-- Start Extracted text --

It all comes down to old-fashioned hard work. We all work hard doing even the simplest things to the best of our ability. It sounds easy but it actually isn’t. The most important thing, I feel, is greeting our guests from the heart. Second, is carefully handling the ingredients that make up each dish. And finally, saying “thank you”. Expressing gratitude to my customers is very important to me.
Tell us about your professional journey as a chef and how this led you to Gyoten.
I was influenced by my grandfather and grandmother who own a sushi restaurant and I would observe their every move. I quickly realised as a kid that I’d rather be doing this rather than working in an office. I held my first pair of scissors when I was five years old. I still remember owning a kitchen knife since I was five. My love affair with food happened very naturally.
What has been the most difficult part about holding on to three stars?
Mental support is very important and it helps if you get this from your family. I also try to keep myself motivated at all times, reminding myself to always adopt a strong mentality, to build up physical strength, and to hone my management skills in order to properly manage my staff. How do I build up my self-confidence? I try to be humble enough to adjust to the changes that occur within me.
What has been the most valuable experience for you as a young chef growing up?
Every day is a lesson in life for me. Seriously, I keep doing what I love, practising the skills that are required of me to become the best at what I do. Never give up.
Most people work their way up from one star, to two stars, to three. Under your supervision, Gyoten got three stars straight away. The pressure must’ve been so great for you. How do you deal with pressure?
The environment changes when you become a top chef, especially the environment around you, not yourself. It's very important to keep yourself from losing sight of your goals and what you believe in; even more important to do this when you have achieved three-star recognition.
The Japanese have a name for every emotion or state of being – kintsugi: finding beauty in imperfection, komorebi: the beauty of rays of sunlight seen through the leaves of trees. Is there a word for the joy of eating good sushi? If not, would you like to invent a word now?

-- End Extracted text --
-- Start Information given --

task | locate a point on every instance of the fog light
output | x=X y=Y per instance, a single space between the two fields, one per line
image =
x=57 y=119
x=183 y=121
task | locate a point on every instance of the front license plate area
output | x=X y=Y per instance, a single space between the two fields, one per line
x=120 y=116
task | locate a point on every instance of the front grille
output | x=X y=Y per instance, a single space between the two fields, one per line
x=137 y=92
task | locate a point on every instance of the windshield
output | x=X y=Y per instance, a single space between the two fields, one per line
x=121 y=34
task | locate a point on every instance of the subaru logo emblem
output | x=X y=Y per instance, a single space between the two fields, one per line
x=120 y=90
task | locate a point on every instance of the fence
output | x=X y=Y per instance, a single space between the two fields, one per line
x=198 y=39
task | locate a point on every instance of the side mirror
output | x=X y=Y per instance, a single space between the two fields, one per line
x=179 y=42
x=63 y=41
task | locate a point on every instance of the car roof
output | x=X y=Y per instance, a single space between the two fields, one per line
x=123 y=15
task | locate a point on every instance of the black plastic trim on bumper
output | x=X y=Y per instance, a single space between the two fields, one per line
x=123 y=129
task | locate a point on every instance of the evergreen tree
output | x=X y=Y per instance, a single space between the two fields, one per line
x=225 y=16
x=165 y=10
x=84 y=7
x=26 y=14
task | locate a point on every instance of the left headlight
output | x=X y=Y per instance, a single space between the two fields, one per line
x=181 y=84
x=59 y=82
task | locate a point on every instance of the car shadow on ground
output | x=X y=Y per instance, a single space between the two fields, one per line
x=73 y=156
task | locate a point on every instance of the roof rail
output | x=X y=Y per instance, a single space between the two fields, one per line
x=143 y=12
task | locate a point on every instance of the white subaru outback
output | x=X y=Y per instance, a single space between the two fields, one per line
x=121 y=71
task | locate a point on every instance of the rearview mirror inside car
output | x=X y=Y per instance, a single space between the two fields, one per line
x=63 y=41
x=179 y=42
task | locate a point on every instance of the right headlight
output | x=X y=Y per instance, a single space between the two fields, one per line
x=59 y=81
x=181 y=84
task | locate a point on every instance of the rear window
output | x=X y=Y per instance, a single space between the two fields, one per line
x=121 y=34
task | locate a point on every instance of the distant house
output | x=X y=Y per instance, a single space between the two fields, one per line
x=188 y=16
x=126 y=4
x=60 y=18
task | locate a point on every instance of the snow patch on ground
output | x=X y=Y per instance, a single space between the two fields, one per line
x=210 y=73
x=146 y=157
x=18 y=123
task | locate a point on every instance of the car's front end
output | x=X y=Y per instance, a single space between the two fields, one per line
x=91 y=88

-- End Information given --
-- Start Information given --

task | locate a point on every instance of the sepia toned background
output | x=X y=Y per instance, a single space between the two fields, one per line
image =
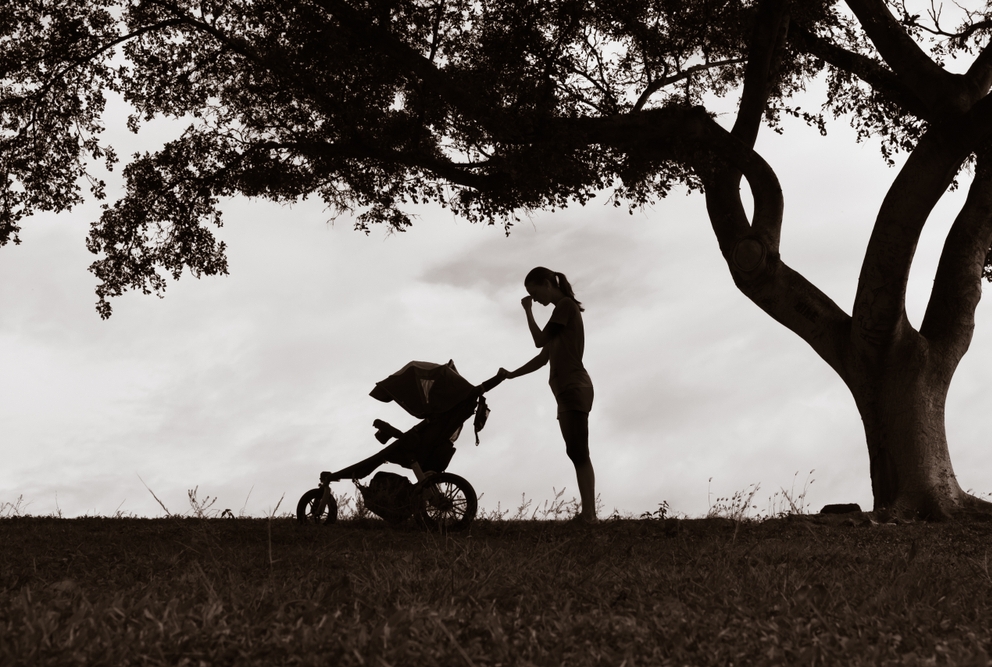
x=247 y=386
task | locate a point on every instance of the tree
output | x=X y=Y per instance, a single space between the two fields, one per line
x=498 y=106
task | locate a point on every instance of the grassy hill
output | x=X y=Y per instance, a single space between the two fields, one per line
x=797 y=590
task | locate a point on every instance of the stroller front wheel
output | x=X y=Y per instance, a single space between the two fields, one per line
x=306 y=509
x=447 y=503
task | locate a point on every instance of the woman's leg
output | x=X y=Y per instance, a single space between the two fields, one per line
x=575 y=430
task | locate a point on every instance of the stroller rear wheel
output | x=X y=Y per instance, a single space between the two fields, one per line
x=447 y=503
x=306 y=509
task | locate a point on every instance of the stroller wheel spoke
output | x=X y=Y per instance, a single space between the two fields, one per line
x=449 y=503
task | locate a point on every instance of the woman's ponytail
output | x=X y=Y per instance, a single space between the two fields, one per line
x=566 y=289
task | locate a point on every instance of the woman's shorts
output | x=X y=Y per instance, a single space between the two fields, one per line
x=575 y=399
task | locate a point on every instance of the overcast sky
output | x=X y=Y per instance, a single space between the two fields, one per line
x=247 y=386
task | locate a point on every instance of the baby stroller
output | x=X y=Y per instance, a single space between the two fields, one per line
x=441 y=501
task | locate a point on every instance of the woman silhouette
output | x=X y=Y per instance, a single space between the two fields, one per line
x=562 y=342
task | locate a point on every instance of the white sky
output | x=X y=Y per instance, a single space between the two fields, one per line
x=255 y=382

-- End Information given --
-- Start Information given --

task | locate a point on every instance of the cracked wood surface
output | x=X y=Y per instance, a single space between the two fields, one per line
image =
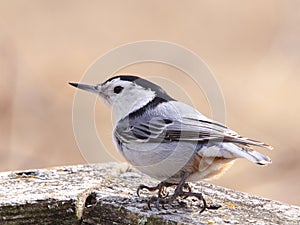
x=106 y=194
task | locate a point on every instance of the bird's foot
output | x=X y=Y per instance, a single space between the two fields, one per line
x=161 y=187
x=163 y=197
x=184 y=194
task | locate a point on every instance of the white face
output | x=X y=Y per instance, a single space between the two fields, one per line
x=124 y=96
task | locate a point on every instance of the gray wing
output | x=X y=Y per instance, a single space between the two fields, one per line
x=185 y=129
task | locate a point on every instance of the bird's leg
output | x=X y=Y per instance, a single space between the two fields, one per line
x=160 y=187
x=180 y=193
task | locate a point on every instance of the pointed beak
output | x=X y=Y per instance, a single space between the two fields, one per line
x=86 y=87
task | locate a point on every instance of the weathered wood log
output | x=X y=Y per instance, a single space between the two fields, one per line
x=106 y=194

-- End Information given --

▶ Set exercise
Resume the interview with the chef of Gyoten above, picking up right after its final question.

▶ The output
People smile when they eat something delicious and yes, the Japanese always have a word to describe every feeling, especially a sense of happiness. I can’t really invent a word but the Japanese say “sugoku oishi!” everytime we enjoy food. Same as when Thais say “aroy mak!” or the French say “delicieux”!
Name a favourite dish that you never get bored of making.
I appreciate the ingredients more than the final result, whether it’s the smooth fragrance of wasabi, the water content, the temperature and humidity of rice or the salt concentration of soy sauce. The ingredients lie at the heart of any dish I make and as long as they’re dishes I feel I can make for my family to enjoy, they’re all my favourite dishes.
What is your main philosophy in cooking?
Safety and cleanliness are vital in every part of the process, from the manufacturing, handling to the selling of the produce. Sweetness from the ingredients is required because Edo-mae does not use sugar. The ingredients should therefore taste like nature’s power. And you have to know the method to bring out the best in each ingredient, depending on where they were grown.
How much importance do you give to ingredients?
Without ingredients, we have nothing. Ingredients have the power and vitality to survive the natural world. There are many things that are invisible to the naked eye but can be understood only by those who make the effort to tend to the ingredients every day. I think all the top chefs who handle ingredients know this. We wait for the right moment and work hard every day to get the ingredients we need. I’m grateful for Mother Nature.
How would you convert a non-sushi lover into becoming one?
It ’s a difficult question. I try to build a relationship based on trust with my customers. First of all, listen to the other person's story and listen to what they don’t like and why they don’t like it. Is it the taste? Is it because of the smell or the texture? I will tell you about certain foods that I don’t like, but we will talk about it and how we can overcome the obstacles together. Trust is the beginning of a positive food experience. That’s why people enjoy coming to my restaurant. They trust me.
What can Thais look forward to at your October event in Bangkok?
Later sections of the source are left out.